◆ **Quoted passage**
========================================
1

I'm trying to understand the following code:

Pattern.compile("(.*?):")

I already did some research about what it could mean, but I don't quite get it:

According to the java docs the * would mean 0 or more times, while ? means once or not at all.

Also, what does the ':' mean?

Thanks

Andreas
  • 2,007
  • 5
  • 26
  • 37
  • 3
    Check [this](http://rick.measham.id.au/paste/explain.pl?regex=%28.*%3F%29%3A) out. – Kendall Frey Sep 03 '12 at 13:29
  • @KendallFrey: Nice, but in Java `.` is equivalent to `[^\n\r\u0085\u2028\u2029]`. [ref](http://docs.oracle.com/javase/7/docs/api/java/util/regex/Pattern.html#lt) – Alan Moore Sep 03 '12 at 13:46

4 Answers4

5

This is called a reluctant quantifier. An asterisk and a question mark *? together mean "zero or more times, without matching more characters from the input than is needed". This is what prevents the dot . expression from matching the subsequent colon : in the input.

A better expression to match the same sequence is [^:]*:, because it lets you avoid backtracking. Here is a link to an article explaining why.

Sergey Kalinichenko
  • 714,442
  • 84
  • 1,110
  • 1,523
  • 1
    The word is *quantifier*, not *qualifier*: it specifies a quantity. In fact, you might say the `?` qualifies the quantifier; `*` is normally greedy, but the `?` "weakens" it, making it reluctant or non-greedy. – Alan Moore Sep 03 '12 at 15:41
  • @AlanMoore You're right, it is quantifier. I edited the answer to fix that. – Sergey Kalinichenko Sep 03 '12 at 15:45
4

The ? after greedy operators such as + or * will make the operator non greedy. Without the ?, that regex will keep matching all the characters it finds, including the :.

As it is, the regex will match any string which happens before the semi colon (:). In this case, the semicolon is not a special character. What ever comes before the semicolon, will be thrown into a group, which can be accessed later through a Matcher object.
========================================
◆ **Record extracts**

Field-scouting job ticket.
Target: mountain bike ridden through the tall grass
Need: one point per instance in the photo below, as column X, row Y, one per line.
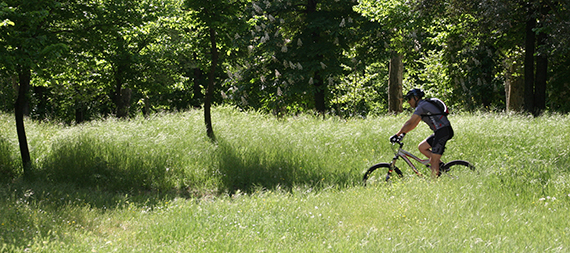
column 375, row 174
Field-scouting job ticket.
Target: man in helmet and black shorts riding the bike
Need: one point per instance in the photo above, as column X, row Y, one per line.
column 434, row 145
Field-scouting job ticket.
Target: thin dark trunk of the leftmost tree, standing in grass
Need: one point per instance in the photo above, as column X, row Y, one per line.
column 24, row 80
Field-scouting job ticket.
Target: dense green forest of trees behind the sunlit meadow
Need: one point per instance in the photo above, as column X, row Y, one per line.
column 76, row 61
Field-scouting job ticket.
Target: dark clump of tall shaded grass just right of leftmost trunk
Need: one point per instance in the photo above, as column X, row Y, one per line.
column 87, row 162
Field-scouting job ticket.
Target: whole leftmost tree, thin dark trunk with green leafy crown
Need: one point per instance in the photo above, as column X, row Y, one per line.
column 29, row 40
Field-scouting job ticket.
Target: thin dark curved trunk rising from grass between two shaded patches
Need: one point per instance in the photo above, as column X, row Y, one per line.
column 210, row 89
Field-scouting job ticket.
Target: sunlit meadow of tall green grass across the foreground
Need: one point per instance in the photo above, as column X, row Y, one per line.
column 282, row 185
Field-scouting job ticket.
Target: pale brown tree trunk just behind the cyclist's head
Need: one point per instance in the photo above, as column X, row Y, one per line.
column 396, row 75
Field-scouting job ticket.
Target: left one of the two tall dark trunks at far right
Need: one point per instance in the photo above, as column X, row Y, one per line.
column 529, row 63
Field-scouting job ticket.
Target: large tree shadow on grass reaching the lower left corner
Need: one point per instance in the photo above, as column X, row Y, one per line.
column 80, row 176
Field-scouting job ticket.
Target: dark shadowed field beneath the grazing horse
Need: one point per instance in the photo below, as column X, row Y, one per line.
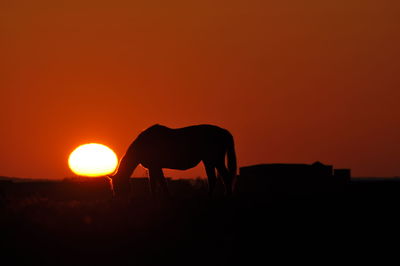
column 78, row 223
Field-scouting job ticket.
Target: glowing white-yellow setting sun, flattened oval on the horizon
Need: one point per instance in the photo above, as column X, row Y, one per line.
column 92, row 159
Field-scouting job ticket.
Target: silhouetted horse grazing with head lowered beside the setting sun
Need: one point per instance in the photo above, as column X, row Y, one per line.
column 161, row 147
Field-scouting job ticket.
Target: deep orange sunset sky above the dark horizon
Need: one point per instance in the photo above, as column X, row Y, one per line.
column 294, row 81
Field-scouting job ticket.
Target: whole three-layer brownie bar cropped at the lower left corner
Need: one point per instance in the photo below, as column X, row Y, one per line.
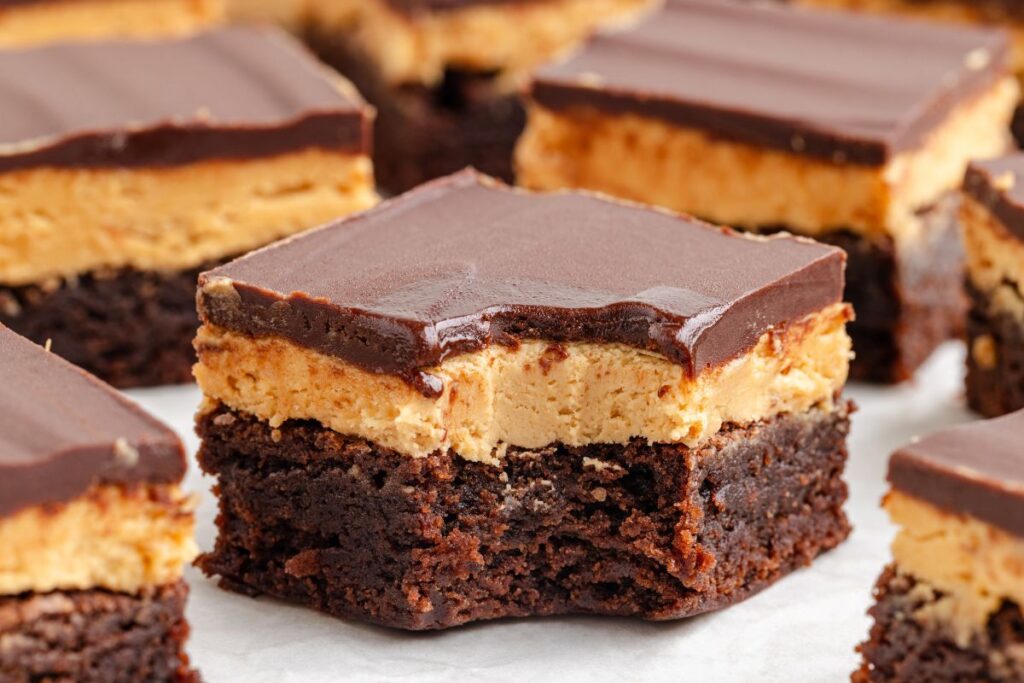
column 95, row 531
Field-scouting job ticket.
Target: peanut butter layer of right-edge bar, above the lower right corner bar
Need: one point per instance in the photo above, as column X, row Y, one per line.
column 995, row 259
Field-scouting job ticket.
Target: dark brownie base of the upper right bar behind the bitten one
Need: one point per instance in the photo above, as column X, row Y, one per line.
column 907, row 302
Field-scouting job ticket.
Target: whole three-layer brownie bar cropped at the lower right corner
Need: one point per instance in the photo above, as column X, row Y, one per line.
column 949, row 609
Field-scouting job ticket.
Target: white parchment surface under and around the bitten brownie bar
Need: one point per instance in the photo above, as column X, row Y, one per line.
column 803, row 629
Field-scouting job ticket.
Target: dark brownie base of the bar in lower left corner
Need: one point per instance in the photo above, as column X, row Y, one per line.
column 96, row 637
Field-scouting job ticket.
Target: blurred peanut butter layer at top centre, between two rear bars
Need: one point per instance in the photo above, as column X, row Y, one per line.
column 509, row 37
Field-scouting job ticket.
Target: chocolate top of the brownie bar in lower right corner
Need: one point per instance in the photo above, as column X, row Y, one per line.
column 975, row 469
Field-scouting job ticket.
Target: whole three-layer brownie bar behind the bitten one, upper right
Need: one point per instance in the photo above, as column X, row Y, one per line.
column 854, row 131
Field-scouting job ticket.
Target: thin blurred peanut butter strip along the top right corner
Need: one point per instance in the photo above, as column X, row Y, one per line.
column 950, row 12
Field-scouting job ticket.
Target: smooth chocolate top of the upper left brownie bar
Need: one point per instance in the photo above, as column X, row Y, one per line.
column 239, row 93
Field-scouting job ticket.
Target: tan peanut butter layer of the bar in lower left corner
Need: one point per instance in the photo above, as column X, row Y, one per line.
column 111, row 538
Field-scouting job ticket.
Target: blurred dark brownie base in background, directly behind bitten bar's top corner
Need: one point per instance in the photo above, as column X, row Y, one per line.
column 423, row 134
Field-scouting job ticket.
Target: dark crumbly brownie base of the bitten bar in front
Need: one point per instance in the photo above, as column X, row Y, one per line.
column 658, row 532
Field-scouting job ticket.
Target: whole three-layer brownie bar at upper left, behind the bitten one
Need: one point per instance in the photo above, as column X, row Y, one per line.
column 127, row 168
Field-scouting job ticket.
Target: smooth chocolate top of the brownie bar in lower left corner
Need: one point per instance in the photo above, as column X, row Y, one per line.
column 62, row 432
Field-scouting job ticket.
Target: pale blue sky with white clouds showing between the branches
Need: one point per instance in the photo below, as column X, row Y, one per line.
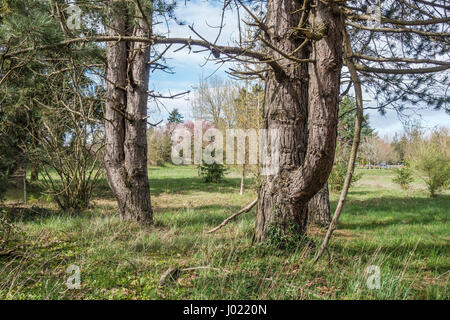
========================================
◆ **Requirement 1**
Answer these about the Java regex thread above:
(a) What does the first answer call an asterisk and a question mark used together?
(b) Which expression does that answer offer as a better way to match the same sequence?
(c) Through what kind of object can the captured group be accessed later, according to the second answer?
◆ **Requirement 2**
Write what comes next in the Java regex thread above, picking up after its final sentence.

◆ **Written reply 1**
(a) A reluctant quantifier.
(b) [^:]*:
(c) A Matcher object.

◆ **Written reply 2**
This code snippet will hopefully make things more clear:

    String str = "Hello: This is a Test:";
    Pattern p1 = Pattern.compile("(.*?):");
    Pattern p2 = Pattern.compile("(.*):");
    
    Matcher m1 = p1.matcher(str);
    if (m1.find())
    {
        System.out.println(m1.group(1));            
    }
    
    Matcher m2 = p2.matcher(str);
    if (m2.find())
    {
        System.out.println(m2.group(1));
    }

Yields:

Hello

Hello: This is a Test

Community
  • 1
  • 1
npinti
  • 51,780
  • 5
  • 72
  • 96
1

This regular expression means anthing ending with : or it could be understood as anthing till first :.

Here ':' means nothing. but it complies for pattern anystring: will match to this pattern

Abhishek bhutra
  • 1,400
  • 1
  • 11
  • 29
0

I think the '?' is redundant and will be applied on '.*'.

':' has no special meaning whatsoever in regexps and will be matched to the characters in the string.

EDIT: dasblinkenlight is be right, if greedy the regexp will try to match as much as they can, and he is right in his suggestion as well.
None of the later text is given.